┌─ EXERCISE INPUT
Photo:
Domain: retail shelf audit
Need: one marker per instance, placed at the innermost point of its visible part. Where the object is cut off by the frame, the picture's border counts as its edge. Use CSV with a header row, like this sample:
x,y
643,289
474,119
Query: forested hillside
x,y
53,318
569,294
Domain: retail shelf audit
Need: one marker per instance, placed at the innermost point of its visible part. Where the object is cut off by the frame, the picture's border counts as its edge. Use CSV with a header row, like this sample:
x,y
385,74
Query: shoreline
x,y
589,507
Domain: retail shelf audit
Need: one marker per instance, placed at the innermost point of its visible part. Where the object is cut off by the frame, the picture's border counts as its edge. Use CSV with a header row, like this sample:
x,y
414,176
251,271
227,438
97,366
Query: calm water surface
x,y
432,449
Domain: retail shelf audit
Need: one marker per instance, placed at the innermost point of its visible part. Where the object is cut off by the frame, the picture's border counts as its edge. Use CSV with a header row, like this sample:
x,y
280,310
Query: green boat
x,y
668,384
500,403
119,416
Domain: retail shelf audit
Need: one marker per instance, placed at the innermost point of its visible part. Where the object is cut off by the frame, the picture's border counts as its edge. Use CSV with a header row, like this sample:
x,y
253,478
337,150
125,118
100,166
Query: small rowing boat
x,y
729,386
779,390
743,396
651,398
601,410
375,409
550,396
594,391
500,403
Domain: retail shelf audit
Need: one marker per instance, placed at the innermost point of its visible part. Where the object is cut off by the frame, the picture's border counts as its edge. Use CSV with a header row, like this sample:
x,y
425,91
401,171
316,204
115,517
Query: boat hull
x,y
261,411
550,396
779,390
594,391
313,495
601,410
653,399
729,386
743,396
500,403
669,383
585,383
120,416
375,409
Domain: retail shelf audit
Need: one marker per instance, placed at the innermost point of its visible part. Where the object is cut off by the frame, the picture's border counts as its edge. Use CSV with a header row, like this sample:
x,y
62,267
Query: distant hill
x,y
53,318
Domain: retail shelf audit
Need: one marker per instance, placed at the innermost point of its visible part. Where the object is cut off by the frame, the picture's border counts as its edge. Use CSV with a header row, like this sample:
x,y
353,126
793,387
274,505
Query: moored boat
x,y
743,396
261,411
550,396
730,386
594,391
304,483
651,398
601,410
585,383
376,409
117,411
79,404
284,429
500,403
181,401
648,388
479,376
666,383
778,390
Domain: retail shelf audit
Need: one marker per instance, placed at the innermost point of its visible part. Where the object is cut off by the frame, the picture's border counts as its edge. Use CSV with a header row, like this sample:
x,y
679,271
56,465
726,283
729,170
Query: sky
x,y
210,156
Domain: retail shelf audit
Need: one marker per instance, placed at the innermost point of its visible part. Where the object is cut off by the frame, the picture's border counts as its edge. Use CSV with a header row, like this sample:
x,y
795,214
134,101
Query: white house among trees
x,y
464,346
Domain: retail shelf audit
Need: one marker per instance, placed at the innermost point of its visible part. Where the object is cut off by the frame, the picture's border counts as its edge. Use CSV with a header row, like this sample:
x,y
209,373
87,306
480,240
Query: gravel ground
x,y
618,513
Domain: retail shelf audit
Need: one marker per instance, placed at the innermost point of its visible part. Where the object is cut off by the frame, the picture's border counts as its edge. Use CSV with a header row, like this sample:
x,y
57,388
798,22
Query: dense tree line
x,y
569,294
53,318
└─
_WHAT IS EXPECTED_
The records above should be reproduced in full, exactly as they read.

_ANSWER SECTION_
Photo:
Domain: retail shelf audit
Need: one marker per instance, placed at the innermost point of its visible part. Where the object is cut off by the frame, the picture's border counts as its edge. Use CSV with a header row, like this sample:
x,y
643,289
474,119
Query: forested hillside
x,y
53,318
569,294
Domain: retail shelf audit
Need: one marker per instance, placed at the innermost point of its visible part. Where the object is cut off by the frame, the picture's border counts as its edge. Use CSV with a header row, like this sample:
x,y
385,74
Query: shoreline
x,y
589,507
Domain: retail shelf audit
Need: one marker per instance, placed at the innermost point of its visible part. Where the object is cut off by the frame, the picture's border counts as its edge. Use CSV with a header row, like this sample:
x,y
414,176
251,271
227,438
97,366
Query: calm water surface
x,y
432,449
Domain: retail shelf audit
Need: one marker per instance, placed at the innermost point of its visible part. Where the object is cut off by the frame, the picture's border counts as its edge. Use CSV with a header row, like this sample:
x,y
280,310
Query: green boat
x,y
668,384
500,403
119,416
Domain: retail shelf audit
Need: one marker per instance, placed at the innermost point of its visible part. Where the object is cut off by the frame, the picture's border counts as its edge. Use CSV with a header row, like this sample:
x,y
253,478
337,150
125,118
100,166
Query: small rowing boat
x,y
729,386
779,390
743,396
651,398
601,410
375,409
550,396
594,391
500,403
Domain: retail shelf audit
Need: one marker per instance, placed at the innermost point of its visible part. Where the object is cut off by the frame, the picture's border counts as its edge. Use CSV with a header row, like this sample:
x,y
425,91
401,171
316,204
115,517
Query: boat hull
x,y
261,411
550,396
779,390
594,391
313,495
601,410
653,399
729,386
743,396
500,403
669,383
585,383
120,416
375,409
Domain: retail shelf audit
Need: one marker per instance, placed at the innermost point of its visible part. Where the object is cut off by the frame, the picture's border counts as its edge. Use CSV with a header row, like this sample:
x,y
62,267
Query: distant hill
x,y
53,318
Domain: retail shelf audit
Need: one marker per instance, placed at the innermost point of its visible part. Where the object is cut off by the frame, the picture's border counts as its edge. Use CSV with a header row, like this sample:
x,y
353,126
793,387
274,505
Query: moored boat
x,y
743,396
261,411
550,396
730,386
594,391
304,483
651,398
601,410
585,383
376,409
117,411
79,404
284,429
500,403
181,401
648,388
479,376
666,383
778,390
Domain: retail shelf audit
Need: one marker per instance, placed at the innermost point of its visible part. Where the object is cut off by the frame, the picture's border counts as its edge. Use CSV with a header row, like this sample:
x,y
679,271
56,465
726,283
729,170
Query: sky
x,y
210,156
Domain: retail shelf audit
Need: one marker per instance, placed at the innermost point of its visible part. Where the object is cut off by the frame, the picture's border counts as its edge. Use CSV with a header row, like this sample:
x,y
795,214
134,101
Query: white house among trees
x,y
464,346
Domain: retail shelf audit
Need: one marker per instance, placed at the innermost point of its visible part. Where the object is cut off by the frame, the picture's border counts as its edge. Use CSV with a header row, like this sample:
x,y
209,373
87,306
480,240
Query: gravel ground
x,y
618,513
Domain: retail shelf audit
Need: one marker per instance, placed at the innermost point of its visible part. Where the object is cut off by the frame, the picture's border counts as its edge. Use CSV with a header row, like this sample:
x,y
57,388
798,22
Query: dense tree line
x,y
569,294
53,318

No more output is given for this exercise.